■ Task objective
Every line from the one containing "ceiling fan downrod" to the end of the records below must be copied exactly, and no pictures may be included.

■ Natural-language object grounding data
*****
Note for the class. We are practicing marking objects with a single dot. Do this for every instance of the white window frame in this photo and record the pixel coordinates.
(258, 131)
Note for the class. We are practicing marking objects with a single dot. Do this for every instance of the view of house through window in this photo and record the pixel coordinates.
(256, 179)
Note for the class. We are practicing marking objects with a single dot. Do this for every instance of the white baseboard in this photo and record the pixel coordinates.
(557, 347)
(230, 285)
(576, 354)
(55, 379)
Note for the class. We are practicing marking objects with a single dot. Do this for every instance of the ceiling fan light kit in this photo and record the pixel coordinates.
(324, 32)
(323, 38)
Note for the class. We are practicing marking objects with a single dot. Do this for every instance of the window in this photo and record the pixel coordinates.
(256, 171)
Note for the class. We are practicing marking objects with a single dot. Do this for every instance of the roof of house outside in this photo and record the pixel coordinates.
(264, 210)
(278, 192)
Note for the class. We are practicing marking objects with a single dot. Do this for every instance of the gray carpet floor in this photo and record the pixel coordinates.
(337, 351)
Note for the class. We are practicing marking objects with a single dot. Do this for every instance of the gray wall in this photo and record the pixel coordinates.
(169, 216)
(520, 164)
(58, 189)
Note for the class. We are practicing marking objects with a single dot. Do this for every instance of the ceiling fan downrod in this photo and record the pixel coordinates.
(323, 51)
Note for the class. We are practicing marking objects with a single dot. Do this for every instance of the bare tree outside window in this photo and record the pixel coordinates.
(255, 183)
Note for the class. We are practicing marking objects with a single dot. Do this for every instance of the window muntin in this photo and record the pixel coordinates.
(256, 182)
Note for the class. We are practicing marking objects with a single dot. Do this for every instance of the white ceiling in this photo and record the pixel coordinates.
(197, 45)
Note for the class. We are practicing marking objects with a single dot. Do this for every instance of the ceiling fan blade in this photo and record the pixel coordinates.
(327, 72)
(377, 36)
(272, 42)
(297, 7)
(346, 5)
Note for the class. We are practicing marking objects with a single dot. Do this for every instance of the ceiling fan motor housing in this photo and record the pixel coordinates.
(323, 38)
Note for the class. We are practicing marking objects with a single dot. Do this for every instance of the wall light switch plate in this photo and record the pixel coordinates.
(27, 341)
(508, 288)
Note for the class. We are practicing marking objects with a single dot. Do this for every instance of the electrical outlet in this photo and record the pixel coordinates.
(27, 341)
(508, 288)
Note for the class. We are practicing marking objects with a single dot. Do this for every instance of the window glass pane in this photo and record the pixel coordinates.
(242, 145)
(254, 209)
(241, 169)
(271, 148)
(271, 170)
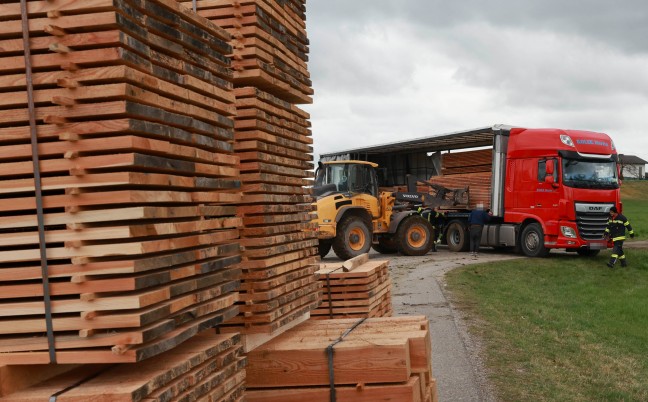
*****
■ Solved exercise
Note for the class. We are practicing marking objects with a single dot. Do this for every instance of the ceiling fan downrod in this photo and record the pixel coordinates.
(323, 51)
Note for the class. We are practicing marking objects with a single dot. Do this for every instance of the bare tree outside window in this photo and record the pixel coordinates.
(255, 183)
Note for the class. We are practicing marking objects with a single dot. Do this for every instance of the window muntin in this photo and record the pixel coordinates.
(256, 182)
Note for the class. We are practicing marking objects with a single dot. Do this for every instance of the white ceiling in this photo and record the pixel coordinates.
(197, 45)
Note for the class. We are practicing marking objects with a single dot. Do this for every instance of the ceiling fan blade in this photo and record the pixel coordinates.
(327, 72)
(377, 36)
(272, 42)
(297, 7)
(346, 5)
Note for the class. We are practicing marking objects with a single dot. Do this for every instance of the ceiling fan motor housing in this photo and record the pixel coordinates.
(323, 38)
Note for the class. We are practicing marking objects with a single dot. Do this for every instance of the wall light switch plate in this photo and record the pixel coordinates.
(27, 341)
(508, 288)
Note for the class. We are practicing marking objects with a single dot. Do this for every instance of the electrical outlet in this photo and record the pixel coordinates.
(27, 341)
(508, 288)
Note for the class. We are practicing marking objects with a single dot. Do this for every instance of the window glass pane in this photo and record the pixel coordinates.
(242, 145)
(254, 209)
(241, 169)
(271, 148)
(271, 170)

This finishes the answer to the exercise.